Exercices ::
A. Recopiez mot pour mot le passage de l'éditorial sur la rémunération des médecins qui s'ouvre sur les mots contenant « Que d’eau a » et se termine par « Non sans raison. ».
B. Reprenez l'éditorial sur la rémunération des médecins là où il s'arrête et poursuivez-en la rédaction.

L’argent des médecins ne règle pas grand-chose

Ariane Krol

Éditorialiste, La Presse

Jouer sur la rémunération des médecins pour améliorer les services à la population ? Non seulement ça n’a pas tant d’effet que ça, mais ça génère des effets indésirables, révèlent deux enquêtes présentées lundi. Un diagnostic dont le gouvernement Couillard devrait tenir compte dans ses prochaines négociations.

Que d’eau a coulé sous les ponts !

On l’a oublié, mais la décision de commander ces deux études avait été vue comme un geste audacieux, limite séditieux, de la part du commissaire à la santé en 2014. Il avait eu beau s’assurer que les projets soient attribués de façon totalement indépendante, en confiant l’appel d’offres aux Fonds de recherche du Québec – Société et culture, les syndicats de médecins ne l’avaient pas pris. Affirmant que les résultats seraient biaisés, les deux fédérations avaient claqué la porte du comité de suivi.

Aujourd’hui, la rémunération des médecins n’est plus vue comme un sujet tabou ou réservé aux initiés. Au contraire, c’est presque devenu une obsession nationale. Non sans raison.

Données d'ancrage d'expressions
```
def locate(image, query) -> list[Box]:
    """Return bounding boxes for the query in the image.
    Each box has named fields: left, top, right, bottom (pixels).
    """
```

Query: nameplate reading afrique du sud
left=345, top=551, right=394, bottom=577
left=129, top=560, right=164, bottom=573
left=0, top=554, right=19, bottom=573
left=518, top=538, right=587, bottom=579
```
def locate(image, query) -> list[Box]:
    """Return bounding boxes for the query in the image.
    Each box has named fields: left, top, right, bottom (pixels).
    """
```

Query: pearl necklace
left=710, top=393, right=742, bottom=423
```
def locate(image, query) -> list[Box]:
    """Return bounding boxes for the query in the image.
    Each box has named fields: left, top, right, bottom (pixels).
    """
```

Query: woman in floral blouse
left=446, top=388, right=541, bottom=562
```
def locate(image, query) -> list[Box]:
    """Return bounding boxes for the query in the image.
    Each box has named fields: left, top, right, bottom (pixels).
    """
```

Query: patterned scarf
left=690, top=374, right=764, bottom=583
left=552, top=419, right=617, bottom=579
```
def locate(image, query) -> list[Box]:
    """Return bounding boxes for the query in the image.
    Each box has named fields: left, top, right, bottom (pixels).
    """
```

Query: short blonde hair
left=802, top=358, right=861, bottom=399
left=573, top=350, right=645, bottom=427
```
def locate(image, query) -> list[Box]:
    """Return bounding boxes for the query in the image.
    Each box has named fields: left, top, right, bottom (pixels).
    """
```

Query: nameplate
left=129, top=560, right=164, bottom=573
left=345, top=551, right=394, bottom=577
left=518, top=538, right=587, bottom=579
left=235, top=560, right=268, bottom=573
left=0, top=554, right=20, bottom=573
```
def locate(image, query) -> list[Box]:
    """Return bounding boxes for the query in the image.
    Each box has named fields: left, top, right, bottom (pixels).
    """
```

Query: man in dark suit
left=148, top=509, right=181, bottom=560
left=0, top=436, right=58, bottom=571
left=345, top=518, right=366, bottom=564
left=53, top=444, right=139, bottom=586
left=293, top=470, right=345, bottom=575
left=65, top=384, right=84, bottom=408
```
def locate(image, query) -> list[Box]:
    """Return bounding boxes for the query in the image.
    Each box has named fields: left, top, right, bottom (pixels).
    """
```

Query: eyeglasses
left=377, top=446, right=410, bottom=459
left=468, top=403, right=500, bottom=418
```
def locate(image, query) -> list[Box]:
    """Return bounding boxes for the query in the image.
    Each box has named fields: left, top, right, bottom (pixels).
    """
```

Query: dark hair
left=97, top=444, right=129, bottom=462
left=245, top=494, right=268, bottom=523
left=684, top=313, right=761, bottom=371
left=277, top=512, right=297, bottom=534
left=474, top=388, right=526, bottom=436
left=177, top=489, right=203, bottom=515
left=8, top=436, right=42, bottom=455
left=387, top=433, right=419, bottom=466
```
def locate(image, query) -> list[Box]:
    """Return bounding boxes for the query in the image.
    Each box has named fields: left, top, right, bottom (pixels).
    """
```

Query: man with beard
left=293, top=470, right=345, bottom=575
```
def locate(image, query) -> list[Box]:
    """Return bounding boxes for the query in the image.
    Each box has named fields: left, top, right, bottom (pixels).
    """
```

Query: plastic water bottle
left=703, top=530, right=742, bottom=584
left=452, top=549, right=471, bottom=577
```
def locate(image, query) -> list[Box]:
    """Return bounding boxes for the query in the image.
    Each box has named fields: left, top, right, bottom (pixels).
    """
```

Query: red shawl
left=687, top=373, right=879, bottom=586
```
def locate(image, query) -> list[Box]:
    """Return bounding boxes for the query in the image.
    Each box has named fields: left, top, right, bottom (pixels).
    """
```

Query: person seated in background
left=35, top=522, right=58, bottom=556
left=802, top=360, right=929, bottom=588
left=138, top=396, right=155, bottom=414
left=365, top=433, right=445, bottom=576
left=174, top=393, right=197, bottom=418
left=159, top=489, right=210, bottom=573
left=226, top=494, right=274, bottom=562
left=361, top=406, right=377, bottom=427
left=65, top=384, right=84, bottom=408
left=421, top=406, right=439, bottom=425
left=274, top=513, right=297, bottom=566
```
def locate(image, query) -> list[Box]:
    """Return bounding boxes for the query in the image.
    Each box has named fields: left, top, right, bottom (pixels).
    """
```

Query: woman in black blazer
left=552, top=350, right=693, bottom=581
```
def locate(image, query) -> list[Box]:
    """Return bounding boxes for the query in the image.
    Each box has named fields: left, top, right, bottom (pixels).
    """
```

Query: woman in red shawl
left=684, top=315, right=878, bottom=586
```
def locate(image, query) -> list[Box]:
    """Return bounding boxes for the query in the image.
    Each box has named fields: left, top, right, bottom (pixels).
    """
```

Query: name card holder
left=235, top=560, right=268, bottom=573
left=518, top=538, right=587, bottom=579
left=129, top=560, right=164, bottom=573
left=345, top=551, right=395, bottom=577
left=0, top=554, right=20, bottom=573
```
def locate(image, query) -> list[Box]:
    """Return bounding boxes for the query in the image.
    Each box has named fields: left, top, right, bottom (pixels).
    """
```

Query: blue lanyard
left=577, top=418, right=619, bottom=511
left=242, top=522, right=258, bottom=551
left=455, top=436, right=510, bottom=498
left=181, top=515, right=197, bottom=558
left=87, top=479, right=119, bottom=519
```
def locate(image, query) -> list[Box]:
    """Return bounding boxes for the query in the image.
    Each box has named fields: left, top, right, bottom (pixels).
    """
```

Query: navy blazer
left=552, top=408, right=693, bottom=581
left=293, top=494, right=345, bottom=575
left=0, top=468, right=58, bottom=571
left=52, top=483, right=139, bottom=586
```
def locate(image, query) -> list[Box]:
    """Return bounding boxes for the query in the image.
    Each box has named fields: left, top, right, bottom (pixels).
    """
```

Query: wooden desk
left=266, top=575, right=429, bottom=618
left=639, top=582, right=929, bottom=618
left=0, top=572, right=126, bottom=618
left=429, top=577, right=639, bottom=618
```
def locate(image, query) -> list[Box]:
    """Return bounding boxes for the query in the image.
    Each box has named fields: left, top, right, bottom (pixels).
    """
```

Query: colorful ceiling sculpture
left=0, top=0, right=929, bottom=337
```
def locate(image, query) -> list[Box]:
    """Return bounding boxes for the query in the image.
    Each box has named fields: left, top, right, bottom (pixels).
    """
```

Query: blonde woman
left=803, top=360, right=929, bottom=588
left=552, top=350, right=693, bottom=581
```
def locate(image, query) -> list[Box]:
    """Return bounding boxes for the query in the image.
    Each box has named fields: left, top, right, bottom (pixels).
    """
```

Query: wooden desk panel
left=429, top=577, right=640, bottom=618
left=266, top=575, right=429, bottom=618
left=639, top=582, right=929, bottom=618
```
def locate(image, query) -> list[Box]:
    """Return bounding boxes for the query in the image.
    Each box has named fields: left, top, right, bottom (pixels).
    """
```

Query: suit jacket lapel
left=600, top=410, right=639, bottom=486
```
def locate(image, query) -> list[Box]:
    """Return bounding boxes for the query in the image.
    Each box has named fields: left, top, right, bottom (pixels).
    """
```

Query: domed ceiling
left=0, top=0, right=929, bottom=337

Réponses par item ::
A.
Que d’eau a coulé sous les ponts !

On l’a oublié, mais la décision de commander ces deux études avait été vue comme un geste audacieux, limite séditieux, de la part du commissaire à la santé en 2014. Il avait eu beau s’assurer que les projets soient attribués de façon totalement indépendante, en confiant l’appel d’offres aux Fonds de recherche du Québec – Société et culture, les syndicats de médecins ne l’avaient pas pris. Affirmant que les résultats seraient biaisés, les deux fédérations avaient claqué la porte du comité de suivi.

Aujourd’hui, la rémunération des médecins n’est plus vue comme un sujet tabou ou réservé aux initiés. Au contraire, c’est presque devenu une obsession nationale. Non sans raison.

B.
Cette rémunération, qui représentait déjà 15 % de nos dépenses totales en santé il y a 10 ans, en accapare maintenant 20 %.

Du point de vue des médecins, il s’agit surtout d’un rattrapage par rapport au reste du Canada. Le problème, c’est que leurs syndicats et le gouvernement ont créé de grandes attentes en promettant qu’une partie de ces sommes serviraient à améliorer l’accès. Sauf que l’accès, comme ont pu le constater les patients, n’a pas augmenté dans la même proportion que les sommes ajoutées.

La vérité, c’est que cette rémunération des médecins, sur laquelle le Québec a tant misé, est un levier bien imparfait et très limité, montrent les travaux de deux équipes de chercheurs. Et non, il n’y a pas de solution de rechange facile et rapide.

Ainsi, ceux qui rêvent de mettre les médecins à salaire pour éviter les effets pervers de la rémunération à l’acte ne trouveront pas d’argument massue dans le rapport de Jean-Louis Denis et Marie-Pascale Pomey. En général, les caractéristiques associées à chacun de ces modes se vérifient (plus de consultations lorsque les médecins sont payés à l’acte, mais des consultations plus longues lorsqu’ils sont salariés, par exemple), sauf que les différences ne sont pas si spectaculaires, notent les auteurs. Et leur analyse de plusieurs autres modèles de rémunération dans le monde le confirme : la formule miracle n’existe pas.

Par contre, l’approche privilégiée ces dernières années, soit multiplier les suppléments, forfaits, primes et autres incitatifs, mérite une sérieuse remise en question.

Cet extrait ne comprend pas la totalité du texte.